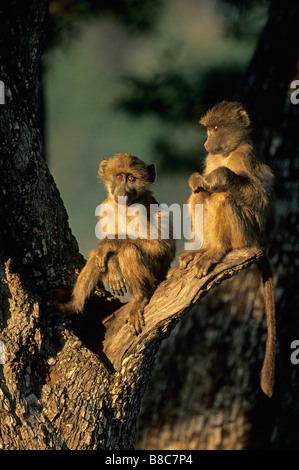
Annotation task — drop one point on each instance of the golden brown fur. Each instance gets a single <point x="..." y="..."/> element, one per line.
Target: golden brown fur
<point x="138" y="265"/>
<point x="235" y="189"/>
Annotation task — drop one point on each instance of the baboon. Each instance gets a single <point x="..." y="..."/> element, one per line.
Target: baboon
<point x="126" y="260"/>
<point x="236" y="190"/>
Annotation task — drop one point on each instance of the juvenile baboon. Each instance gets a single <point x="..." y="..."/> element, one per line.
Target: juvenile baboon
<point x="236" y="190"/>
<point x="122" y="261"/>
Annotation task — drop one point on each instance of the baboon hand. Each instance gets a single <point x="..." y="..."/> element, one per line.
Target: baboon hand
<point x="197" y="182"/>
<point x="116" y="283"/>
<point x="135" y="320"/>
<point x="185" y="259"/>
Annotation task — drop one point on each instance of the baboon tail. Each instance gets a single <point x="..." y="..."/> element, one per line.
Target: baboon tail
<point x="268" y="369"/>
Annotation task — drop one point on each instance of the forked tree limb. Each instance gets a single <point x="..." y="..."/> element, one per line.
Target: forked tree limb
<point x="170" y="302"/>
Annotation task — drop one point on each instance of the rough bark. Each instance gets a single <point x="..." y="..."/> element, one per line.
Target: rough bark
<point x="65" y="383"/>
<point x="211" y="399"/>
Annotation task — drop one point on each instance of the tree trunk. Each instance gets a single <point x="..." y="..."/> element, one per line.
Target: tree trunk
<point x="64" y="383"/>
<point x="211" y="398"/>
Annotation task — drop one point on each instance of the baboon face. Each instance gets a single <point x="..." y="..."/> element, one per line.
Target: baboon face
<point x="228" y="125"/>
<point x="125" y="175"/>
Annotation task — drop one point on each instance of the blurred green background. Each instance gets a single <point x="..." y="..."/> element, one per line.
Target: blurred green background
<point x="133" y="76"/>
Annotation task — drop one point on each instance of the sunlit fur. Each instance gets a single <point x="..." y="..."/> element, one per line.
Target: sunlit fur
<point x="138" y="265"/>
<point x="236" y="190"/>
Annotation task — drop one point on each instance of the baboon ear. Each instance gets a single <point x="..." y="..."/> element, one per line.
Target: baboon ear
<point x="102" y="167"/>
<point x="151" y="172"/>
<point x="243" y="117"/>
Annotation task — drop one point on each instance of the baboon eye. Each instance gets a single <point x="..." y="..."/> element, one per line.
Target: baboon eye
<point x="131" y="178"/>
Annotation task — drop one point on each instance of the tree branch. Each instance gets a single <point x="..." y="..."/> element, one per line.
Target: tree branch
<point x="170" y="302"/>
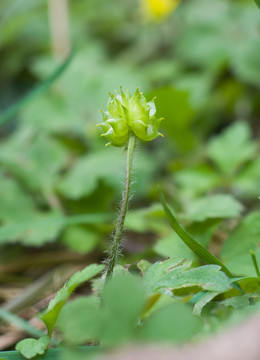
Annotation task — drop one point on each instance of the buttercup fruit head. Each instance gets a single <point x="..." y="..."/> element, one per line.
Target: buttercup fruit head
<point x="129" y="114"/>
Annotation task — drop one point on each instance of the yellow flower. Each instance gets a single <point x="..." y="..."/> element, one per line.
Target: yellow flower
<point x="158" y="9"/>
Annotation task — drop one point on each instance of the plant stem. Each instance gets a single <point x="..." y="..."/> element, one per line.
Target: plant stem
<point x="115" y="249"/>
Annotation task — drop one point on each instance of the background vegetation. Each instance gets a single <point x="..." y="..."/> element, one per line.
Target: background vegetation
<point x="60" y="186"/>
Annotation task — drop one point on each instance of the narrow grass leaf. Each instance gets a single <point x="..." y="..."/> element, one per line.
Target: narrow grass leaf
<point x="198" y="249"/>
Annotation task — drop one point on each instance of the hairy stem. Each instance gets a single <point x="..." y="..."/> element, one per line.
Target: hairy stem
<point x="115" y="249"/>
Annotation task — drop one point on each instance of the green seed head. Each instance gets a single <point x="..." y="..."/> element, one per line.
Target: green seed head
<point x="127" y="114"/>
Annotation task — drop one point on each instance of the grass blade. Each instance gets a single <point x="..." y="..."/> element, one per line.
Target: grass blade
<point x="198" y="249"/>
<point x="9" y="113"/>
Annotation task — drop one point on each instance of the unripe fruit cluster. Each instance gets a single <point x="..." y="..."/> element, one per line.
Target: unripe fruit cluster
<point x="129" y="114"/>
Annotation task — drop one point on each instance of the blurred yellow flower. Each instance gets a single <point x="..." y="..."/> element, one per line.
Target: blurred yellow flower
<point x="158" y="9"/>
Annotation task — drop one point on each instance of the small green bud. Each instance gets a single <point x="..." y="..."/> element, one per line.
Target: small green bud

◆ ◆ ◆ ◆ ◆ ◆ ◆

→ To be done:
Rewrite the records as a JSON list of strings, starting at the line containing "of the small" and running through the last line of the records. Give one string per line and leave out any blank lines.

→ Full solution:
[
  "Annotation task — drop one point on each instance of the small green bud. Each instance gets a single <point x=\"...\" y=\"...\"/> element, one per line.",
  "Target: small green bud"
]